— SOURCE EXTRACT —
In the UAE smoking is a common habit among men, women and even the youth. As rest of the world wakes up to its health risks, isn’t it time the region followed?
Smoking kills. This is not news. It’s been plastered all over the media and written boldly on cigarette boxes for decades, yet we still have a lust for it, especially here in the Middle East. Why then is it so hard to kick this habit, and are cigarette alternatives really healthier?
Back in 1980, an urgent conference was held in London to discuss the topic of “Smoking and Health in the Middle East”. The British American Tobacco (BAT) company sent all of its partners from the Arab World to this conference. Their agenda was focused on the Middle East government’s efforts to reduce smoking in the region and raise awareness of its harms. BAT was concerned that business would be threatened by public health concerns.

[Stored data entries]
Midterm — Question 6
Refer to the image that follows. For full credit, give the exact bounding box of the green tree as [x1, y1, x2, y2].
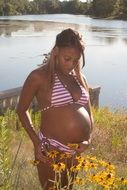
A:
[92, 0, 116, 17]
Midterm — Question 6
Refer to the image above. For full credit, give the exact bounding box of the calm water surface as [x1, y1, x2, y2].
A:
[0, 14, 127, 109]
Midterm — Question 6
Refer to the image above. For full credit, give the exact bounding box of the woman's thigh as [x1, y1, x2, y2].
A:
[37, 162, 55, 190]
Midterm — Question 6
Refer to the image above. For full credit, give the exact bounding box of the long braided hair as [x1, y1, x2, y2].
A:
[45, 28, 88, 89]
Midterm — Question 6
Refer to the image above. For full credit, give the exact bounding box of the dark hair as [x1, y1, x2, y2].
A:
[55, 28, 85, 66]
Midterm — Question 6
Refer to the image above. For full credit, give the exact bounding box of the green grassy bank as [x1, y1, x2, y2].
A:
[0, 108, 127, 190]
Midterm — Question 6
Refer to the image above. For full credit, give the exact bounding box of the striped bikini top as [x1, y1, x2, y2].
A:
[41, 74, 89, 111]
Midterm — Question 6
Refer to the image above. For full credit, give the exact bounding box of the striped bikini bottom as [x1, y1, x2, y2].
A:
[38, 131, 76, 155]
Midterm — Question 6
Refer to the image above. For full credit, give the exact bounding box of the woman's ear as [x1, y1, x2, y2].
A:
[53, 46, 59, 56]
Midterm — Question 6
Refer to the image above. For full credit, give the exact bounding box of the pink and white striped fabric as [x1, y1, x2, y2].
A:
[40, 73, 89, 111]
[38, 131, 76, 155]
[51, 74, 89, 107]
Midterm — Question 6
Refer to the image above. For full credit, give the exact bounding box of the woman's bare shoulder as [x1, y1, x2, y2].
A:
[26, 66, 47, 82]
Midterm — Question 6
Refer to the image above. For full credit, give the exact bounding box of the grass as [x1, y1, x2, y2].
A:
[0, 108, 127, 190]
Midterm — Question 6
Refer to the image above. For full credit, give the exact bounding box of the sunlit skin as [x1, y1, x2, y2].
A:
[17, 47, 91, 189]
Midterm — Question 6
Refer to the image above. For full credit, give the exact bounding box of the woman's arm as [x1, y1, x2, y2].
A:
[17, 71, 39, 145]
[17, 70, 47, 162]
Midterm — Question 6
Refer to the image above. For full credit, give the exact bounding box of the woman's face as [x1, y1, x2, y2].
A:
[57, 47, 81, 74]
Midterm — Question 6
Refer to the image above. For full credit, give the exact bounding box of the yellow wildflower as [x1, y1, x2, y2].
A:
[75, 156, 85, 163]
[52, 162, 65, 173]
[73, 177, 85, 185]
[60, 153, 72, 159]
[28, 160, 40, 166]
[47, 150, 59, 158]
[70, 164, 81, 172]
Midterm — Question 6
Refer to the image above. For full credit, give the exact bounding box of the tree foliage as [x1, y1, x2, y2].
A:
[0, 0, 127, 19]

— TASK SET —
1. Summarize the article on smoking in the Middle East in two sentences.
2. Continue the article on smoking in the Middle East from its last sentence.
The records have no connection to the text.

— PER-TASK OUTPUTS —
1. Smoking is common among men, women and young people in the UAE and across the Middle East, even though its deadly risks have been publicized for decades. In 1980, British American Tobacco sent its Arab World partners to a London conference on smoking and health in the region because it feared that government efforts to reduce smoking would threaten its business.

2.
This meeting proved two things: that tobacco posed real health concerns, which the Middle East governments were determined to address, and also that it was backed by big, powerful business. When cigarette advertising was banned, the industry took a bit hit, but somehow, it still thrives due to the human addiction to tobacco. The scary part is that this affinity to the tobacco industry still exists both by end users and big business, even though its harmful consequences are widely known. Despite being out of the spotlight, it remains one of the most lucrative business ventures to get into. Cigarette companies portray themselves as good corporate partners and have innovated some ‘low risk’ smoking alternatives such as e-cigarettes and other variations of conventional cigarettes.
HARD TO LET GO
It has been 60 years since the connection between tobacco and cancer was medically confirmed. So why are we still hooked? Last year BAT reported that its annual profits slipped by 0.98 percent in Western Europe, but rose by 9.1 percent in the EEMEA region (Eastern Europe, Middle East and Africa). The Middle East contributed 28% of the company’s total revenue, more than any other region. According to the World Health Organization, almost 6 million people die every year from consumption of tobacco products.
With the cheapest brands in the UAE costing as little as 3 Dirhams per pack, this is one of the reasons why tobacco is popular and easily accessible. Medical experts have called for the price to be raised to deter smokers.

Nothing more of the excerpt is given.